- **Records supplied**:
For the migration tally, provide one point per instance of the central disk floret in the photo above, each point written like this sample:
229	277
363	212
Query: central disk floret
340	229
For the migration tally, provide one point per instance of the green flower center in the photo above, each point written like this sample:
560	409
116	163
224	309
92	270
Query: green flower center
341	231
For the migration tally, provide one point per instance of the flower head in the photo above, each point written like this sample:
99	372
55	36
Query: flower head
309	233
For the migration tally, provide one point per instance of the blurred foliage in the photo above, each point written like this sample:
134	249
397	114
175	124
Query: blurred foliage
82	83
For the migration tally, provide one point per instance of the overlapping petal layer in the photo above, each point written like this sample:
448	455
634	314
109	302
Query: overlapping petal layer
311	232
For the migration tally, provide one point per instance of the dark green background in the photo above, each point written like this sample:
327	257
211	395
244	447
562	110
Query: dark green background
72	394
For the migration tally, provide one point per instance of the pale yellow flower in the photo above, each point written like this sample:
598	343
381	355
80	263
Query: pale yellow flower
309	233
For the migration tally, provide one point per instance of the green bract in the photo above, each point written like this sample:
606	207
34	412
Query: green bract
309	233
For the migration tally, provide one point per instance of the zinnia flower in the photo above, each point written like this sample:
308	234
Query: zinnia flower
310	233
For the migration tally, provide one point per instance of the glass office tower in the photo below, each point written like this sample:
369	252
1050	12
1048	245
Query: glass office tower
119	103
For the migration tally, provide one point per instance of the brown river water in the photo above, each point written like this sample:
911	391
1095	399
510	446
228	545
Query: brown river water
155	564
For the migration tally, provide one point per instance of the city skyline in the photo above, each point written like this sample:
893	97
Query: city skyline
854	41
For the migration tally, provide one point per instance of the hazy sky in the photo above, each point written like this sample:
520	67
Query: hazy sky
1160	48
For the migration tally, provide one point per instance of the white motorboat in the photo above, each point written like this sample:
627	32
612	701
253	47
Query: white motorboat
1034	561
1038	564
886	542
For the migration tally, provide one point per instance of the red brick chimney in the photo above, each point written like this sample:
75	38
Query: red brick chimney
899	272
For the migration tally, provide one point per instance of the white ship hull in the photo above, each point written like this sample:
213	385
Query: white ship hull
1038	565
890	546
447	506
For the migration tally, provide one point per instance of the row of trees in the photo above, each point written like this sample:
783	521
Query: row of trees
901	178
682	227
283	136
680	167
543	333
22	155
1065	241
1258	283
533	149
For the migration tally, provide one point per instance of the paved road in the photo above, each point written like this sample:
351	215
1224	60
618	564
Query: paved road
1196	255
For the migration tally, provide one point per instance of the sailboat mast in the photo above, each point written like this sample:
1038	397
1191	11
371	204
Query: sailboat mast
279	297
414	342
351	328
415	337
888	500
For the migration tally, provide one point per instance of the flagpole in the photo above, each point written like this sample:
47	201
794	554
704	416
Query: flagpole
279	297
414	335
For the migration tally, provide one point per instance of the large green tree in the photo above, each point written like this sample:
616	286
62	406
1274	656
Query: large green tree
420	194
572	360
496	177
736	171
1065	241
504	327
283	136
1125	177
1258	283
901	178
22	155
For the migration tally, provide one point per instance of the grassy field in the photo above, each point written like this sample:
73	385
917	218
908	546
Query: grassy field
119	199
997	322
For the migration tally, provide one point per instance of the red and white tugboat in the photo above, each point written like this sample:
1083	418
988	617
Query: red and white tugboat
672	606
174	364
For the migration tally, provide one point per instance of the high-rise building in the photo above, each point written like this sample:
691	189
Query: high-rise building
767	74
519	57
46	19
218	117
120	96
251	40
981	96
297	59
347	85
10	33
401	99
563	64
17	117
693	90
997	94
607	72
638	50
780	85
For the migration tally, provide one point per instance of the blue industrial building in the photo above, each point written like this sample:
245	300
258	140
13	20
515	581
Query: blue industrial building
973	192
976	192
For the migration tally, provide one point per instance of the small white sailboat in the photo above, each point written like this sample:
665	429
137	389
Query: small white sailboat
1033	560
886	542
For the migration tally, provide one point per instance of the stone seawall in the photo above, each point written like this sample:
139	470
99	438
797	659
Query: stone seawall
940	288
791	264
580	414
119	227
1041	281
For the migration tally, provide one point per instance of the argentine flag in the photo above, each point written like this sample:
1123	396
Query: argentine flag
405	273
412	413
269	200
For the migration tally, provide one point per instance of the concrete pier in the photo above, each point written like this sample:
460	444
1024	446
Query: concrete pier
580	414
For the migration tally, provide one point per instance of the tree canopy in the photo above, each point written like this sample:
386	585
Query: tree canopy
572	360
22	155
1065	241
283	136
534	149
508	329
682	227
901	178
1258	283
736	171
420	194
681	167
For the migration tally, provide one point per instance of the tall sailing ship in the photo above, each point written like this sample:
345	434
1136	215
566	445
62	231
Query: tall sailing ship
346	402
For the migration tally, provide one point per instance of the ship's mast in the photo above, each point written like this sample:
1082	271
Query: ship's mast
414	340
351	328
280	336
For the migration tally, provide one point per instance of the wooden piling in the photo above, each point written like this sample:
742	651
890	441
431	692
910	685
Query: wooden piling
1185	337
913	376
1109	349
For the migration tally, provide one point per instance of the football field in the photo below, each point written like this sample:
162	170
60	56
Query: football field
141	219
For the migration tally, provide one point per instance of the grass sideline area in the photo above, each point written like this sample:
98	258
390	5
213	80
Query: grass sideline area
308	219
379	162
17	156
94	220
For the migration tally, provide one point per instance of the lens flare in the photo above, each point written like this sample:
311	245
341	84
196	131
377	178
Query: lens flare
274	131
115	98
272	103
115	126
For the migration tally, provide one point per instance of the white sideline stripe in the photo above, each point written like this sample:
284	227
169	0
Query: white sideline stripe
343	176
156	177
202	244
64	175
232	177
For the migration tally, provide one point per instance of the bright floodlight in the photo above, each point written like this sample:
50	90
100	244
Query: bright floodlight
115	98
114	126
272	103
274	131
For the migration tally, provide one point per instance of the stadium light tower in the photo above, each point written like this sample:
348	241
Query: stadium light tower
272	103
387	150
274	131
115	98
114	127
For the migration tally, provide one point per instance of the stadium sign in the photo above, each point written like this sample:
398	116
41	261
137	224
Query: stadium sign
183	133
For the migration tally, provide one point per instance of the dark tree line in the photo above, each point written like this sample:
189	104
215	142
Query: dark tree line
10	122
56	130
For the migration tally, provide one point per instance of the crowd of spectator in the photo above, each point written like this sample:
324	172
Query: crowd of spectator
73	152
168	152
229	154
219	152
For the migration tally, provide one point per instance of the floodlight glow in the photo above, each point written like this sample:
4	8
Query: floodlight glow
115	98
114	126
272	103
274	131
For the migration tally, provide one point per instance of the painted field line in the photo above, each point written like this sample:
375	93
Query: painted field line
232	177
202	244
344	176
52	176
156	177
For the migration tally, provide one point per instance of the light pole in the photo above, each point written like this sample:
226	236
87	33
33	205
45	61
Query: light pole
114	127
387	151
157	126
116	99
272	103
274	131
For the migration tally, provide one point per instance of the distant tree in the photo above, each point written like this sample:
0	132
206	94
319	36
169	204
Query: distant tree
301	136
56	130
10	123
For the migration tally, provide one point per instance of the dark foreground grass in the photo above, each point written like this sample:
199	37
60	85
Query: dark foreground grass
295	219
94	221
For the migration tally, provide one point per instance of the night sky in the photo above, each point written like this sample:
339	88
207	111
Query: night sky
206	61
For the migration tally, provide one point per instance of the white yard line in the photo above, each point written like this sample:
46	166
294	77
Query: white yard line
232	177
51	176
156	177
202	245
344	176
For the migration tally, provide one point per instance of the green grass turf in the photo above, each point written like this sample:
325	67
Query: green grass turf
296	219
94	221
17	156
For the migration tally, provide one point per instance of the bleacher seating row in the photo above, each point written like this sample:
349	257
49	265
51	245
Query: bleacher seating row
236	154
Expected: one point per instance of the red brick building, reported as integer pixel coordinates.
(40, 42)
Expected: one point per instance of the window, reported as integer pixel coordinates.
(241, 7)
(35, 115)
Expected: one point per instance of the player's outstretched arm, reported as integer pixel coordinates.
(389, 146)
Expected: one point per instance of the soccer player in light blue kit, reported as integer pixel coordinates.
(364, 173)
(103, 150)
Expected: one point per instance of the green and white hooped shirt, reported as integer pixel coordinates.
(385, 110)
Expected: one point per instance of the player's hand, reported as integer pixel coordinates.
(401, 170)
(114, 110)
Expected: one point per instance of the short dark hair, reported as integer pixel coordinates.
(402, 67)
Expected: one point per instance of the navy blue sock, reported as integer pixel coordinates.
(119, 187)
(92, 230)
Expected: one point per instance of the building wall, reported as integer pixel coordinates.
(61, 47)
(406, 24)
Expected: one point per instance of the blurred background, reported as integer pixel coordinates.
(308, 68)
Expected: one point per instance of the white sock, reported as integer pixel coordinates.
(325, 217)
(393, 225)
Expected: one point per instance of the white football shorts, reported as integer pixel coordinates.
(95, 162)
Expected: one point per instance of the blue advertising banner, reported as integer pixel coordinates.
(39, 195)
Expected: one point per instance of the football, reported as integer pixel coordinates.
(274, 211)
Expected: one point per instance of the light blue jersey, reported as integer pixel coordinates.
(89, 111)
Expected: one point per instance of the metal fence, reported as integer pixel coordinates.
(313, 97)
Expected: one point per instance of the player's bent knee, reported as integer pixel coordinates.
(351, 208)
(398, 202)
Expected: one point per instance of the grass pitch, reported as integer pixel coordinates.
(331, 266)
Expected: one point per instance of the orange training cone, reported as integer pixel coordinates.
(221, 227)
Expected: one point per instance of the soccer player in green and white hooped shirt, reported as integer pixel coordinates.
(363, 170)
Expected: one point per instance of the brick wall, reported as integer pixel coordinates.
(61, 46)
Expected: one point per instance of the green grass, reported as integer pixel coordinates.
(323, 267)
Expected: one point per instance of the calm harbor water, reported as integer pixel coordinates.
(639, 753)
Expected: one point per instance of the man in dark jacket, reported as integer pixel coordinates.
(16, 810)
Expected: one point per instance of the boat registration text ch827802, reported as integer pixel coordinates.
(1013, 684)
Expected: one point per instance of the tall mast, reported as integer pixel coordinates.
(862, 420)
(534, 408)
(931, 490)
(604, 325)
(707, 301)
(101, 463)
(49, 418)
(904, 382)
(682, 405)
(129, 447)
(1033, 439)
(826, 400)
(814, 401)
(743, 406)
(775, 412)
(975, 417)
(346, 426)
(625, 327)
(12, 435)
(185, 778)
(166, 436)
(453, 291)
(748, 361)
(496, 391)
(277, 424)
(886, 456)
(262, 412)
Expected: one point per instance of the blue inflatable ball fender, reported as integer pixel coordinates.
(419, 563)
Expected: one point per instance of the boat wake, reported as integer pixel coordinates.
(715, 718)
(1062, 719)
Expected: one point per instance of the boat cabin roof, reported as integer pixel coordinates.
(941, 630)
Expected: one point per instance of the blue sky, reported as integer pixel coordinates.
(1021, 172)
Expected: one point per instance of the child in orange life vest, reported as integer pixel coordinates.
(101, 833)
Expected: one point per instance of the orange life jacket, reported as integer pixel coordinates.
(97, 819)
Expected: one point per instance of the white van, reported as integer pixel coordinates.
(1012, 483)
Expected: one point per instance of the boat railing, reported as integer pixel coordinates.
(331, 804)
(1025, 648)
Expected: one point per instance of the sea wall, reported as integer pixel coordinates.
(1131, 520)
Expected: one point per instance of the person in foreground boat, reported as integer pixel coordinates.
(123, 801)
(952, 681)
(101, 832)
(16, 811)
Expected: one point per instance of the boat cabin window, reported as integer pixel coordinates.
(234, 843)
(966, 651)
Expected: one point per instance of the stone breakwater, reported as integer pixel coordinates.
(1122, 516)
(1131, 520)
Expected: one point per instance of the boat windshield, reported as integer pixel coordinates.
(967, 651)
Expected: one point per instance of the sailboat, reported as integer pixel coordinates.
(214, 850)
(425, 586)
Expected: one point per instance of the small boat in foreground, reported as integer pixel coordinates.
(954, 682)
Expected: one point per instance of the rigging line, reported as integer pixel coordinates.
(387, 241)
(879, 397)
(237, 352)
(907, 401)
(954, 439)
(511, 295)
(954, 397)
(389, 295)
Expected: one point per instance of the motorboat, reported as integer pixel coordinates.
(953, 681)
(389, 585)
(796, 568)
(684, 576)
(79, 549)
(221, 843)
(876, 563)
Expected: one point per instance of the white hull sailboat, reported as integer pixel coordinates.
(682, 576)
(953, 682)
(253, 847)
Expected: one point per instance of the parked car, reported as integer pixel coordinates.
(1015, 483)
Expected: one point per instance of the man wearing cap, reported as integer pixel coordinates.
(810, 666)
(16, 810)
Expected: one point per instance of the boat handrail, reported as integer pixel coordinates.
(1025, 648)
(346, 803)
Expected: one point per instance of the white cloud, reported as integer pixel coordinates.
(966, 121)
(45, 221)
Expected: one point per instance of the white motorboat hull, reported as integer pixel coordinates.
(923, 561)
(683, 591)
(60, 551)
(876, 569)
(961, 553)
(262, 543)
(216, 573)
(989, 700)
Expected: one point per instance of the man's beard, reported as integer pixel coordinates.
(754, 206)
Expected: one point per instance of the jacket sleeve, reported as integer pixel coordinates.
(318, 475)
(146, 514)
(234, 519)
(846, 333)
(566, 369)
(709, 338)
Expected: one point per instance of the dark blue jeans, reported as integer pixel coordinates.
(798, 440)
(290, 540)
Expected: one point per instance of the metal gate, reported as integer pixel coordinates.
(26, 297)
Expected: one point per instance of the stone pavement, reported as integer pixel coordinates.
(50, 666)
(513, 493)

- **Requirement**:
Wherever the word "below" turns up in the records, copy out the line it is on.

- **The answer**:
For the migration tally, provide one point per instance of the glass office tower in the photo below, each point written like this sample:
For the migration tally, provide one point per instance of the football field in the photo below, each point written like this sample:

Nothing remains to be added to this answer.